Scan the records for the string "grass" and copy every line that holds it.

******************************

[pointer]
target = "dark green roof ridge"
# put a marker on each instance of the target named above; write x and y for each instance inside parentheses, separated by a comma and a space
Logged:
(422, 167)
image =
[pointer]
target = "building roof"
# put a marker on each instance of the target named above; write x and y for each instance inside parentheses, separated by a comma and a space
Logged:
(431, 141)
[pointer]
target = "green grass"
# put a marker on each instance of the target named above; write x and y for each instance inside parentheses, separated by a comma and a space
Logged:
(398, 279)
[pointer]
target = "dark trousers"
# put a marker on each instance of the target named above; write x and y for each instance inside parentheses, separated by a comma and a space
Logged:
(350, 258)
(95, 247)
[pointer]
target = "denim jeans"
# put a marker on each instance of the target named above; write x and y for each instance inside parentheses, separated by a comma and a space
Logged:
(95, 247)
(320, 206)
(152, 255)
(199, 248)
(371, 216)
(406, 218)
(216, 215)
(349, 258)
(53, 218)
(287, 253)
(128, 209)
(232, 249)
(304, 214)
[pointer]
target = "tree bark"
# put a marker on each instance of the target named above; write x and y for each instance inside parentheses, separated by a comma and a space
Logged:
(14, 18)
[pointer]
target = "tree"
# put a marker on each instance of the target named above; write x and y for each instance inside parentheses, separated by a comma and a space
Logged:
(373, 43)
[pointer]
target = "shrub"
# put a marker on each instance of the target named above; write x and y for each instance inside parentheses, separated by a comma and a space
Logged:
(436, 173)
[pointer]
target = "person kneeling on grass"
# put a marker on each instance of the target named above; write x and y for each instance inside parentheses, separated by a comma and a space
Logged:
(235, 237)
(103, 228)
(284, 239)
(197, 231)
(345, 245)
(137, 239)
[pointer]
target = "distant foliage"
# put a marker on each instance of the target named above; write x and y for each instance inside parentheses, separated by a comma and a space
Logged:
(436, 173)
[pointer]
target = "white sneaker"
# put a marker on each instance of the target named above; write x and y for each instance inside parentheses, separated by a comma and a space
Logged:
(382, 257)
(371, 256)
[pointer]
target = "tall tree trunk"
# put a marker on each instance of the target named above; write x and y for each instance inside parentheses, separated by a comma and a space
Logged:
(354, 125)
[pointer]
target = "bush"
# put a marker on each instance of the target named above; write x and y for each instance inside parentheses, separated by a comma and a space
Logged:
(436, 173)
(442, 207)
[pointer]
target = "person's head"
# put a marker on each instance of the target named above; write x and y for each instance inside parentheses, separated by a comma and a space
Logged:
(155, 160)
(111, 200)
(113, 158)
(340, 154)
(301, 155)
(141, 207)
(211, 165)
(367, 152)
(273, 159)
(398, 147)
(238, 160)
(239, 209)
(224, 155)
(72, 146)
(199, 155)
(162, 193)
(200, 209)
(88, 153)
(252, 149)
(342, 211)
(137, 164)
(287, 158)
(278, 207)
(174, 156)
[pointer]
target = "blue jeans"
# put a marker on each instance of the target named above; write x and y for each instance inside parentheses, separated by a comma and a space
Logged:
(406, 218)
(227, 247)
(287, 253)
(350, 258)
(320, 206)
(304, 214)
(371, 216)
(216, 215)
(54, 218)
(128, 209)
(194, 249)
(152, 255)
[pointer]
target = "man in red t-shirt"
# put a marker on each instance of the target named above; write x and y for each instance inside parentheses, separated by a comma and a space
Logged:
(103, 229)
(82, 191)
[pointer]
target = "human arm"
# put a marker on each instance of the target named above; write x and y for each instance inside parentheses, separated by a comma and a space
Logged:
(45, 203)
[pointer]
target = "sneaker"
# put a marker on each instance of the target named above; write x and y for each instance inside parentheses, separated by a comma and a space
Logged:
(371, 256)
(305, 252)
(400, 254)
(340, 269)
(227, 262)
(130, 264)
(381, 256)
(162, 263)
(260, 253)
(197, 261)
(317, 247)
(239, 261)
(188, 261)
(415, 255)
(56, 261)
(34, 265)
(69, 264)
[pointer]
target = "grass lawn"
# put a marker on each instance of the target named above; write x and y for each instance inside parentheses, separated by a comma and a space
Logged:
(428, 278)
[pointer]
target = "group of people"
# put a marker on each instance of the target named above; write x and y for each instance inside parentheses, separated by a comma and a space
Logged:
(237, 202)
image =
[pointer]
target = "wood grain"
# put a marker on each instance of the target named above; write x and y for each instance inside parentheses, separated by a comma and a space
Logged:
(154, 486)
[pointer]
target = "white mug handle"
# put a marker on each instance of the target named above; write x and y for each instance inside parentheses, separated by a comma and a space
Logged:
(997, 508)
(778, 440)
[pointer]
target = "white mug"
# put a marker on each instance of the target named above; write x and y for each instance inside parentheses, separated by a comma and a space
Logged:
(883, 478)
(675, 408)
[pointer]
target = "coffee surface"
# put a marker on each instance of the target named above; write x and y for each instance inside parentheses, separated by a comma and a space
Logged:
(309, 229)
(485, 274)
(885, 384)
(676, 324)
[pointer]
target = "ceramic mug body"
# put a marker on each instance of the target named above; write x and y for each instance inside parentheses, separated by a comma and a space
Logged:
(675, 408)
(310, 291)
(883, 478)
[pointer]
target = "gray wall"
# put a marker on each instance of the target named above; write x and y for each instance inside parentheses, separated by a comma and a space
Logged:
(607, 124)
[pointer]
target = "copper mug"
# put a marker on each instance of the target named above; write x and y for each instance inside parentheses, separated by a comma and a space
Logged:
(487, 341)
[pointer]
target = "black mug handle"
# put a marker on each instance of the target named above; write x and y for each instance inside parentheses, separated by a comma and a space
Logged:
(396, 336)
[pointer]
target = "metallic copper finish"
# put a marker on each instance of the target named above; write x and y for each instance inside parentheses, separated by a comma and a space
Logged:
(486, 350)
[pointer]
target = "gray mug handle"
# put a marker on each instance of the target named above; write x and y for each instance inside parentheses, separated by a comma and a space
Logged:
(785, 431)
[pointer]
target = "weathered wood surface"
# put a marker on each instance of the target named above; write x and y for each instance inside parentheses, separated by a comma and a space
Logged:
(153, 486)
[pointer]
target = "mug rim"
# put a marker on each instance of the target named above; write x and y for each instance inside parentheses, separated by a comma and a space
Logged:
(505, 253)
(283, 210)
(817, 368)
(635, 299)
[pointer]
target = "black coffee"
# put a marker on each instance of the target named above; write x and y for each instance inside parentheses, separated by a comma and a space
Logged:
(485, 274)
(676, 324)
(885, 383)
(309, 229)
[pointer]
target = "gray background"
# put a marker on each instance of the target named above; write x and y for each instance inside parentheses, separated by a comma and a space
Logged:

******************************

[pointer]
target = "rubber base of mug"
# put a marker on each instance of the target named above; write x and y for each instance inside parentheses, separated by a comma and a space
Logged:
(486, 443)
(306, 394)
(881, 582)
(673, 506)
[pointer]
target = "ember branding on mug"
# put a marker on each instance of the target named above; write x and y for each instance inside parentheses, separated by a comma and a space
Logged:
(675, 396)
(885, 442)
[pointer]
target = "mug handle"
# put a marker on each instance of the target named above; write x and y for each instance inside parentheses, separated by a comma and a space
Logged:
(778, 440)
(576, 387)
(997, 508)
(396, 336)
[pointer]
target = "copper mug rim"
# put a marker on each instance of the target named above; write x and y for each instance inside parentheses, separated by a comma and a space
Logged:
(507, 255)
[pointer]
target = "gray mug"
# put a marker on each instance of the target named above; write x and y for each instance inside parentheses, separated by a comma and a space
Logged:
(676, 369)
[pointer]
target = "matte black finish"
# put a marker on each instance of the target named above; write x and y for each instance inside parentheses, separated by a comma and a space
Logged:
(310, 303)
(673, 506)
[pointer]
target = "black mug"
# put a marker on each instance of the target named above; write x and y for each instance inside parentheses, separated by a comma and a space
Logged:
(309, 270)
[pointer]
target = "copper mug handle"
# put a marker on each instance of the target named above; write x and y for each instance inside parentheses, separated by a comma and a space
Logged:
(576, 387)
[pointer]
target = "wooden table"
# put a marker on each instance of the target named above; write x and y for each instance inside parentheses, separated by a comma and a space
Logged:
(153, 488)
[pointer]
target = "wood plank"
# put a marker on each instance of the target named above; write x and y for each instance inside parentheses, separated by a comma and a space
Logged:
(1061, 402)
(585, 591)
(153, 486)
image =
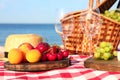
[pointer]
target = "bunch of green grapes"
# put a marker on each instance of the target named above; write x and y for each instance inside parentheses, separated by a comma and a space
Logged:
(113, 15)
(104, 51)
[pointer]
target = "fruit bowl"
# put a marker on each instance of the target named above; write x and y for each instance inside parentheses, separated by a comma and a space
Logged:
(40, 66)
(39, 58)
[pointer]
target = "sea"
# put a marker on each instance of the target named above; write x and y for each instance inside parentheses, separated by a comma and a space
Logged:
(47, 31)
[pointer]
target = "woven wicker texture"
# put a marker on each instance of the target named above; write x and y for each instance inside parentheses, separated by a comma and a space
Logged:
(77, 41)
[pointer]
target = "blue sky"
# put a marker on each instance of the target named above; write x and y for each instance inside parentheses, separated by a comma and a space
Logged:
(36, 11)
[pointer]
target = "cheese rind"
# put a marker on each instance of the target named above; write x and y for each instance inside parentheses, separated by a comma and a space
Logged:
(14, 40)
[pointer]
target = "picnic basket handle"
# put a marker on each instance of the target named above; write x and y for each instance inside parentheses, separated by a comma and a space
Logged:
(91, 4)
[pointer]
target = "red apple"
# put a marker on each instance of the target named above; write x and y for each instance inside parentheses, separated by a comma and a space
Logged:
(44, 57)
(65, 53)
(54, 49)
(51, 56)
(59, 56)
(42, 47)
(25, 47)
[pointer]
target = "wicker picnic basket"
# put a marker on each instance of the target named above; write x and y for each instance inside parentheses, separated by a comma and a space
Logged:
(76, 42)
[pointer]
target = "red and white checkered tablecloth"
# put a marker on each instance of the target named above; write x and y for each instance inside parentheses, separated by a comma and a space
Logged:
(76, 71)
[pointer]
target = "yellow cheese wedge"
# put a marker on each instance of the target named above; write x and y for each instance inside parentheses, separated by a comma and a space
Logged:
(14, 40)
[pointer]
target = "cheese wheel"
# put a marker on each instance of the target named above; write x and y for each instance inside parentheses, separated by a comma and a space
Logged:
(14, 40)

******************************

ANSWER =
target = "green grass"
target = "person kneeling on grass"
target = "grass lawn"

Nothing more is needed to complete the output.